Collected data:
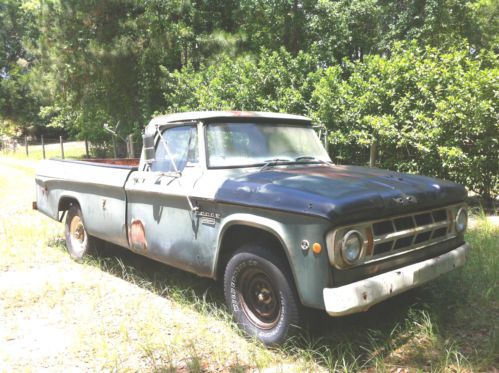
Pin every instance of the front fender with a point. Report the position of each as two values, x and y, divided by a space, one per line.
311 272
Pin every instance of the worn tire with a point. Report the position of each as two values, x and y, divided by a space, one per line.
259 292
78 243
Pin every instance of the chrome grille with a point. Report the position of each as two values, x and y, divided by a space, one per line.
403 233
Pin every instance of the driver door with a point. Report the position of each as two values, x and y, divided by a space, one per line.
160 222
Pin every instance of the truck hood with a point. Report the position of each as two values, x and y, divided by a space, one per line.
339 193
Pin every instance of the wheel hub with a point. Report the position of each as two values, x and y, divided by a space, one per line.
258 299
77 230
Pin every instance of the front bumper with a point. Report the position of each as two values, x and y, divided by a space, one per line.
361 295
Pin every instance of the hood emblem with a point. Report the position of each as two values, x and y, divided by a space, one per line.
405 200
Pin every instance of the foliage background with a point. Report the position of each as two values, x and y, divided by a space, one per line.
418 78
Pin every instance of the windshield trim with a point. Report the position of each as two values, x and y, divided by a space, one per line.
263 121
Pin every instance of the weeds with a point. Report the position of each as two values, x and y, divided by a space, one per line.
125 312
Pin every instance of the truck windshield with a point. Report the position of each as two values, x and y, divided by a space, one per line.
256 144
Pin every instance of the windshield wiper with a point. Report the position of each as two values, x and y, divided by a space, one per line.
273 162
310 158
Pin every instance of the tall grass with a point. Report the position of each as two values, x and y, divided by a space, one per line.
75 149
131 313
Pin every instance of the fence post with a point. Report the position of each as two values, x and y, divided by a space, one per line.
373 153
43 148
87 154
62 147
131 150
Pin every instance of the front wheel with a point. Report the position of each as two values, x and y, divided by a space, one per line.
78 242
259 291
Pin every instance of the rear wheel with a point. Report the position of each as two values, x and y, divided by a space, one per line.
78 242
259 291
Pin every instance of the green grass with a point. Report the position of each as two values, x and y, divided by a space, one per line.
71 150
119 311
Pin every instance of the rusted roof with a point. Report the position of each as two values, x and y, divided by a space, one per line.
202 115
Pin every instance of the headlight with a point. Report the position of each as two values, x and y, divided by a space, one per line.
461 220
351 247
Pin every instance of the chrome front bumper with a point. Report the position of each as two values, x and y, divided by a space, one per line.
361 295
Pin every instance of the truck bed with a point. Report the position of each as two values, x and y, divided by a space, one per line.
97 186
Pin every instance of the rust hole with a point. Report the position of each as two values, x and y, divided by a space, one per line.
137 235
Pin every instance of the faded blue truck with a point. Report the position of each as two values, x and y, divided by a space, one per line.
253 199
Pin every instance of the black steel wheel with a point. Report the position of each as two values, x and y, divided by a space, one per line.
260 294
78 242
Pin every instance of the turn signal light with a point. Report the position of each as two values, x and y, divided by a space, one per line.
316 248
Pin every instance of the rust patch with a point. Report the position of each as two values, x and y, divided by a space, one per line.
116 161
137 235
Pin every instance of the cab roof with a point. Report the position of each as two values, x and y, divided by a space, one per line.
173 119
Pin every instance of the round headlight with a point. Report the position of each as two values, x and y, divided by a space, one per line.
351 247
461 220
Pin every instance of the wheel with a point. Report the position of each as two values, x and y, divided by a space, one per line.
78 242
259 292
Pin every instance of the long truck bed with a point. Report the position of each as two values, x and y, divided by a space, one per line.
100 188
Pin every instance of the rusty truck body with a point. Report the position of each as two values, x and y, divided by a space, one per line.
253 199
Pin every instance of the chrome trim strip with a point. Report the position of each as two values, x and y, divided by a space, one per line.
409 232
361 295
335 237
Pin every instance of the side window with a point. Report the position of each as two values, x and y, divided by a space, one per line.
182 144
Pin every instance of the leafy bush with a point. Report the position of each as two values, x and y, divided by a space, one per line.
429 111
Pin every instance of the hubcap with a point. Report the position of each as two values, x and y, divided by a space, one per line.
259 300
77 235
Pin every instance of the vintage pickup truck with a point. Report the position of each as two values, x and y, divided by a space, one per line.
254 199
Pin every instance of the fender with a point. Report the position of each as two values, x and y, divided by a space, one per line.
271 226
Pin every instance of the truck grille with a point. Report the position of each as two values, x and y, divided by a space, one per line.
413 231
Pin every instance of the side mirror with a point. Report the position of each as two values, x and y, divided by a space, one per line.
148 145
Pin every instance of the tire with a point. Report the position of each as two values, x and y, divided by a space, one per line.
78 242
260 293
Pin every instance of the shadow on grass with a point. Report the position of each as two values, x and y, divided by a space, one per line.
345 343
429 328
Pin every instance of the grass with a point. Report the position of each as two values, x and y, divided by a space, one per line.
122 312
75 149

What is needed:
When you retype the records, keep every word exactly as written and exclude the pictures.

Task response:
Pin every instance of the front fender with a point. Report the position of each as two values, x and y, divided by a space, one per line.
311 272
Pin every instance of the worn tire with a point. Report the position of each as two values, x and y, divided by a space, one per line.
259 292
78 243
Pin every instance of the chrome grille with a point. Report the position of each as two values, x and y, divided by a space, one per line.
403 233
Pin every instance of the driver door with a point. Report the position of each as two values, x and y, divided by a space, one per line.
160 222
Pin every instance of the truck hood with a point. Report the position of each as two values, x and y, divided by a space, one per line.
339 193
Pin every instance of the wheel hub with a point. Report the position of each as two values, x and y, divided by a space, one per line.
258 299
77 230
Pin every instance of the front bumper with a point. Report the position of each as two values, x and y, divided by a space, one per line.
361 295
Pin every instance of the hood emblem with a point. Report the position of each as two values, x and y, divided by a space, one per line.
405 200
Pin every instance of the foliage background with a point. Report the position of each as two values, x and y, divided by a space, one per line.
418 78
Pin every instance of the windshield trim with a point. Report the position of each as two values, x and y, divided by a space, one per line.
263 121
Pin every instance of the weeds with a point. Report the position of each as two values, x and y, divided by a space, one per line.
125 312
Pin every instance of the truck windshield with a point. Report the position of each as two values, x and y, divided by a space, one per line.
256 144
Pin every instance of the windshield wiper with a point. Report the position of each as two values, x and y, divided by a space, one per line.
273 162
310 158
Pin every instance of the tall grass with a point. Report the position of each as two values, x and y, divided by a space, one per line.
75 149
131 313
Pin every instance of the fence post with a point. Report the position of each as two values, x and y, divided by a space, one per line.
373 153
43 148
87 154
62 147
131 150
Pin every instance of the front wheel with a point. Report the position of each as two values, x and y, divided by a space, one per line.
78 242
259 291
Pin every instance of the rear wheel with a point. Report the position of each as two values, x and y, divided by a space, one per line.
78 242
259 291
Pin every instance of the green grass with a point. Report the position of each as two values, x and y, divided by a space, one per line.
71 150
119 311
Pin every instance of the rusted roof with a point. Report the position of each as two values, x and y, divided by a space, one per line.
202 115
Pin every instance of the headlight with a point. Report the position of each as two values, x and y, divided by a space, one per line.
461 220
351 247
Pin every instance of the chrome front bumper with a point. Report the position of each as two values, x and y, divided by a space, one per line.
361 295
Pin every instance of the truck bed with a point. Report the position of each as two values, x and y, divided by a space, one per line.
97 186
Pin every instance of the rust hole with a point. Report the position of each as two values, x and y, divided by a space, one per line.
137 235
Pin every instance of the faded blue truck with a point. Report the position of each as two values, x and y, divided by a space, one per line.
253 199
Pin every instance of the black steel wheel with a point. Report the position of each as two values, x and y, divided by a space, one per line.
260 294
78 242
Pin every instance of the turn signal light with a point. Report the position of each as two values, x and y, divided by a space, one per line.
316 248
Pin every instance of the rust patch with a point. Report the position of each as two values, x and y, divided by a space, one per line.
116 161
137 235
Pin every instance of the cab roof with a point. Report the position of each as two values, x and y, divided by a space, one per line.
173 119
Pin every instance of the round headlight with a point. Report the position of each as two values, x and y, divided by a space, one per line.
351 247
461 220
Pin every instance of the wheel with a point. Report the position of each as two values, x and y, divided by a space, one per line.
78 242
259 292
Pin every instance of the long truck bed with a point. Report the position of each as two values, x and y, divided by a space, one per line.
100 188
Pin every instance of the rusty truck body with a point. Report the position of each as two values, x and y, divided by a space, one per line.
253 199
Pin every instance of the chrome trim strip with a point. Report the position of each as two values, x and y, divided by a space, one per line.
409 232
361 295
335 237
Pin every instance of the side window with a point. Report the position of each as two values, x and y, divided by a space, one per line.
182 144
Pin every instance of the leafy bush with a point. Report the position of each as two values, x and y, divided by a space, one per line.
429 111
Pin every instance of the hubcap with a point. Report the position of each as two values, x and y, divided by a space, one per line.
259 300
77 235
Pin every instance of the vintage pickup truck with a point. Report the position of each as two values, x and y, divided by a space, one per line.
254 199
Pin every instance of the fender with a point. Report the position of each as two values, x and y, divided by a space, one per line.
271 226
Pin every instance of the truck grille with a point. Report the position of each as two values, x and y, divided by a space, one per line.
413 231
Pin every instance of the side mirror with a point. Report the position of each as two values, x and y, divided by a space, one per line.
148 145
Pin every instance of the tire with a point. Report the position of each as two values, x and y, divided by a space, one per line.
78 242
260 293
Pin every instance of the shadow on grass with a point. Report the position of each as two values, x and y, divided by a space, one per line.
345 343
429 328
Pin every instance of the grass with a point. Report the position of each as two values, x and y, divided by a space, one per line.
122 312
75 149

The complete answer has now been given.